▶ **What you will do**:
A) In the book review, what is the subtitle of Jeff Sharlet's book?
B) Please reproduce the stretch of the book review from "Whether or not" through "ghost, after all.".

▶ **Supplied passage**:
Jeff Sharlet’s new book The Undertow: Scenes from a Slow Civil War aims to illustrate the latest chapter of American conservatism in a travel narrative. Sharlet goes in search of the most vulgar examples he can find of Christian nationalists, insurrectionists, and conspiracy theorists, some of which have been repackaged from stories previously published in places like Vanity Fair. In Sharlet’s accounting, Donald Trump channels everything from the prosperity gospel to American evangelicalism to Christian nationalism to QAnon to the Gnostic Gospel of Thomas to the reality-television stage. Trump is all things to all people: especially journalists.
“The joy of a Trump rally wasn’t partisan,” Sharlet reminds us. “[I]t was the convert’s conviction that they have entered the light, undiluted and pure.”
Whether or not this is actually the case, Sharlet’s description resonates more with 19th-century anthropological ethnography than it does with anything from the 21st century. “Don’t be fooled by his fractured syntax,” Sharlet warns his readers. “His sentences were not so much broken as syncretic, fusing with the thoughts of his followers.” Reading The Undertow, one comes away wondering if Sharlet himself has fallen under the charismatic sway of his subject. How could he not? He was chasing a ghost, after all.

▶ **Dataset excerpt**:
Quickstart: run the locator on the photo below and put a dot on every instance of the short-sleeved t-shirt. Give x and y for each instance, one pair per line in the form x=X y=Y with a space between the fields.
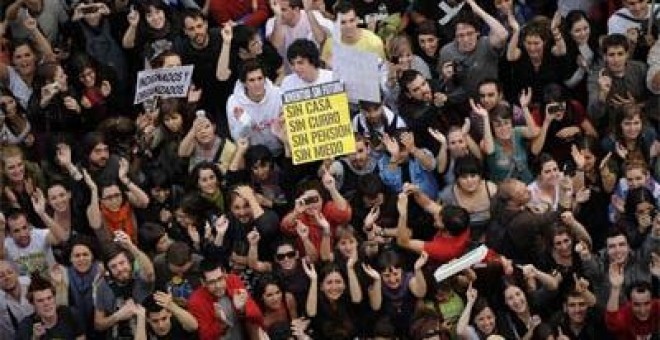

▶ **Exercise solutions**:
A) Scenes from a Slow Civil War

B)
Whether or not this is actually the case, Sharlet’s description resonates more with 19th-century anthropological ethnography than it does with anything from the 21st century. “Don’t be fooled by his fractured syntax,” Sharlet warns his readers. “His sentences were not so much broken as syncretic, fusing with the thoughts of his followers.” Reading The Undertow, one comes away wondering if Sharlet himself has fallen under the charismatic sway of his subject. How could he not? He was chasing a ghost, after all.